▸ **EXCERPT PROVIDED**:
____________________

From: "Eliot Courtney" <ecourtney@nvidia.com>
To: "Alexandre Courbot" <acourbot@nvidia.com>,
"Danilo Krummrich" <dakr@kernel.org>,
"Alice Ryhl" <aliceryhl@google.com>,
"David Airlie" <airlied@gmail.com>,
"Simona Vetter" <simona@ffwll.ch>,
"Alistair Popple" <apopple@nvidia.com>
Cc: "John Hubbard" <jhubbard@nvidia.com>,
"Joel Fernandes" <joelagnelf@nvidia.com>,
"Timur Tabi" <ttabi@nvidia.com>, "Zhi Wang" <zhiw@nvidia.com>,
"Eliot Courtney" <ecourtney@nvidia.com>,
<rust-for-linux@vger.kernel.org>,
<dri-devel@lists.freedesktop.org>, <linux-kernel@vger.kernel.org>
Subject: Re: [PATCH] gpu: nova-core: gsp: fix undefined behavior in command queue code
Date: Thu, 19 Mar 2026 15:41:26 +0900 [thread overview]
Message-ID: <DH6JY86QZEYL.PKQ2W4ZA9UUE@nvidia.com> (raw)

____________________

▸ **DATA EXTRACT**:
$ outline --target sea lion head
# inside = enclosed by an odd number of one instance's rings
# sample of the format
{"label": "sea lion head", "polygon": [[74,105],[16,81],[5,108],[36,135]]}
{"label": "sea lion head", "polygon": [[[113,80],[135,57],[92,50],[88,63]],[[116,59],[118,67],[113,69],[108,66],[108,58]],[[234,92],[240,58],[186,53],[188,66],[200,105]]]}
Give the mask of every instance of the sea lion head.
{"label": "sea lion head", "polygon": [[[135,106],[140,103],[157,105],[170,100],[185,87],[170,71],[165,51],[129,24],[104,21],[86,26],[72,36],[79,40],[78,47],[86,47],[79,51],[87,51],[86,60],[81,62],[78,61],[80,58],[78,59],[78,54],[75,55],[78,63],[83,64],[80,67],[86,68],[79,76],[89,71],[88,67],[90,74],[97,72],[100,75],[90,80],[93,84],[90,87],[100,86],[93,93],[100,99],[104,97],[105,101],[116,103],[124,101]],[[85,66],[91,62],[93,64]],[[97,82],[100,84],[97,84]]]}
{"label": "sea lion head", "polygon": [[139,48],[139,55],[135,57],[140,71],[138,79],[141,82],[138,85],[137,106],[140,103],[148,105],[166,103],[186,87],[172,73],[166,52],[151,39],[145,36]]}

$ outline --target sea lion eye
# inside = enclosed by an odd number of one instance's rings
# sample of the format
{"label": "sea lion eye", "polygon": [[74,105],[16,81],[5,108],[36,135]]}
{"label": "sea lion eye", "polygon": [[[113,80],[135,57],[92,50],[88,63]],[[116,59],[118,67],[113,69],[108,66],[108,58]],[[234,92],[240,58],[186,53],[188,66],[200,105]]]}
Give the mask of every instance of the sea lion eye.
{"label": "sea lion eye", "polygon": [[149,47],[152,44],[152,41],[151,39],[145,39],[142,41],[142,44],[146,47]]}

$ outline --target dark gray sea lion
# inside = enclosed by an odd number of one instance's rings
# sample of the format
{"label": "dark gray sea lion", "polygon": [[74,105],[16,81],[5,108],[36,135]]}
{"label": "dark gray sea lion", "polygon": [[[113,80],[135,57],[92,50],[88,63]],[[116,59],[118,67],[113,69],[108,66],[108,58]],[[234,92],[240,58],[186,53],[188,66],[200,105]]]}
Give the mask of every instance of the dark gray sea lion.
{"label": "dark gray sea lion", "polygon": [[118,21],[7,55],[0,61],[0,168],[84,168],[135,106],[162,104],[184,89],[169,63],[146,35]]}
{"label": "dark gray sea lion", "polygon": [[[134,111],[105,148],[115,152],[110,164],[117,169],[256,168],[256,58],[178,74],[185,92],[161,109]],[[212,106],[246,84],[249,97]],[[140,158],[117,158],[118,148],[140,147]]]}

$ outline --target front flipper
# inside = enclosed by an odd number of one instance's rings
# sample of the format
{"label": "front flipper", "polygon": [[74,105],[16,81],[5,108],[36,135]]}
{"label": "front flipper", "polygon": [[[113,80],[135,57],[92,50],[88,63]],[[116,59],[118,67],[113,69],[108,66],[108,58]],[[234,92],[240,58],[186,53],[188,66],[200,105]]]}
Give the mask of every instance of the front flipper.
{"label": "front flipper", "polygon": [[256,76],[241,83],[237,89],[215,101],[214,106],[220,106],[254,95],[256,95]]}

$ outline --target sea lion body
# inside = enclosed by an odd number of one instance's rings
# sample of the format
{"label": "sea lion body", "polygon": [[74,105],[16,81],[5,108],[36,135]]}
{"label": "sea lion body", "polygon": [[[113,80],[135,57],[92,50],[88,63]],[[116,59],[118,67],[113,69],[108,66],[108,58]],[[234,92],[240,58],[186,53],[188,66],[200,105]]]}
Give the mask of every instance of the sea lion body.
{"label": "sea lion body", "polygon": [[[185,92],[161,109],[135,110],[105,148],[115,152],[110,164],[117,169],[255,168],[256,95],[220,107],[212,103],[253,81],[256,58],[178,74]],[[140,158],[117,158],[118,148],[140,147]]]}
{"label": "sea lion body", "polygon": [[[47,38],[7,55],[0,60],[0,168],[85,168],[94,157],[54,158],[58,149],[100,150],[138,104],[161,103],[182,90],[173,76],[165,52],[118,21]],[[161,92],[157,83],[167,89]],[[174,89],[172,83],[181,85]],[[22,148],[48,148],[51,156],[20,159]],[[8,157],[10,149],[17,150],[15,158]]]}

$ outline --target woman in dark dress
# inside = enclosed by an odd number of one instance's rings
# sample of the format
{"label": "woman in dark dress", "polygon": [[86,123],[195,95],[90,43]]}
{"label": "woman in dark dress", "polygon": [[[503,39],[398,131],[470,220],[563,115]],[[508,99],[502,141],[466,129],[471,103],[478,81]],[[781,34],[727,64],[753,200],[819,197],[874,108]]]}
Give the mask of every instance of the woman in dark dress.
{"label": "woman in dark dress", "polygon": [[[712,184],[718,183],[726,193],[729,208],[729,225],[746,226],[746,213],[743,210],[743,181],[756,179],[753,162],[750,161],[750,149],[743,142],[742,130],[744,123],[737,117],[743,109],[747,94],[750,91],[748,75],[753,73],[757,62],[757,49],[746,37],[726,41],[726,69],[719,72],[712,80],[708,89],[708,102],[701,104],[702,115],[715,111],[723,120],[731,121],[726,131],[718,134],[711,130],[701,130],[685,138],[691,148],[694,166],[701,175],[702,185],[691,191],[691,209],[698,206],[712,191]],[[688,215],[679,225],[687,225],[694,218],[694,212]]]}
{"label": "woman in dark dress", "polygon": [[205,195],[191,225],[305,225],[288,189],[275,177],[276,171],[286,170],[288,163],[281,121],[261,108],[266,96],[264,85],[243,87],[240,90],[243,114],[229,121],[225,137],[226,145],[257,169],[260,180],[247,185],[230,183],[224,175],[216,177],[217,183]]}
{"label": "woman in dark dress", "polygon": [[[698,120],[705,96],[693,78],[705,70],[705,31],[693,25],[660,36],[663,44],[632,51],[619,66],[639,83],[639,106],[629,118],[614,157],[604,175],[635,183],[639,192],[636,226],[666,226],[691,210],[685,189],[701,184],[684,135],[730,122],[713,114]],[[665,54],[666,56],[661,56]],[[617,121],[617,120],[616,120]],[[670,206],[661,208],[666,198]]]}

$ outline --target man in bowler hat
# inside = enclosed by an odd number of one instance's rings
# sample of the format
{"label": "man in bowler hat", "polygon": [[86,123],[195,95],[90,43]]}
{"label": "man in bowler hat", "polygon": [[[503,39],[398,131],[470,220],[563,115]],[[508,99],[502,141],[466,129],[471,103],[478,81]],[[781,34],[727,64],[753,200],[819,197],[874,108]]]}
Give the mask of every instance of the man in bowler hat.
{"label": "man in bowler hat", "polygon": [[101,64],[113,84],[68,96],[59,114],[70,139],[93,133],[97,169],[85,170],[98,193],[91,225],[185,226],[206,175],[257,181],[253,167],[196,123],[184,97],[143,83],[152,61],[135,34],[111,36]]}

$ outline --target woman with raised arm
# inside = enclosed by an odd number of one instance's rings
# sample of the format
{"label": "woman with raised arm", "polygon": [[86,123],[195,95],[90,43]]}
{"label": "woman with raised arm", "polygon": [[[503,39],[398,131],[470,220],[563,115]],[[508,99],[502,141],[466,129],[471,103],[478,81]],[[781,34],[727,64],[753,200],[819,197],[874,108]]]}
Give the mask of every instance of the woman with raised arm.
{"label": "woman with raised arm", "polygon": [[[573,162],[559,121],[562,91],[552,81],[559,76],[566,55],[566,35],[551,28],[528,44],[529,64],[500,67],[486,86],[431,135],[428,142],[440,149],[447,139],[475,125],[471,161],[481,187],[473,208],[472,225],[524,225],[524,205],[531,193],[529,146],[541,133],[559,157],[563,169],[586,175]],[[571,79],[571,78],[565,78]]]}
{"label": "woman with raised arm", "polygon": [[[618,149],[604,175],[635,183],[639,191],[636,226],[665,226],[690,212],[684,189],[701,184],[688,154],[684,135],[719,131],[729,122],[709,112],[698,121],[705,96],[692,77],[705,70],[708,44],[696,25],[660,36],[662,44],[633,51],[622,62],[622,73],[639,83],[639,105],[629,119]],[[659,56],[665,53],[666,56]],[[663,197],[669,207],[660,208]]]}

____________________

▸ **SET TASK 1**:
Answer these questions using the mailing-list header:
(a) Who sent the message?
(b) According to the subject line, what does the patch fix?
(c) On what date was the message sent?
▸ **SET TASK 2**:
Write the text that follows the mailing-list header about the nova-core command queue patch, picking up after its last line.
The records are separate material and have no connection to the mailing-list header.

▸ **EXPECTED OUTPUT 1**:
(a) Eliot Courtney
(b) Undefined behavior in command queue code
(c) Thu, 19 Mar 2026

▸ **EXPECTED OUTPUT 2**:
In-Reply-To: <20260319-cmdq-ub-fix-v1-1-0f9f6e8f3ce3@nvidia.com>
On Thu Mar 19, 2026 at 2:36 PM JST, Alexandre Courbot wrote:
> `driver_read_area` and `driver_write_area` are internal methods that
> return slices containing the area of the command queue buffer that the
> driver has exclusive read of write access, respectively.
>
> While their returned value is correct and safe to use, internally they
> temporarily create a reference to the whole command-buffer slice,
> including GSP-owned regions. These regions can change without notice,
> and thus creating a slice to them is undefined behavior.
>
> Fix this by replacing the slice logic with pointer arithmetic and
> creating slices to valid regions only. It relies on unsafe code, but
> should be mostly replaced by `IoView` and `IoSlice` once they land.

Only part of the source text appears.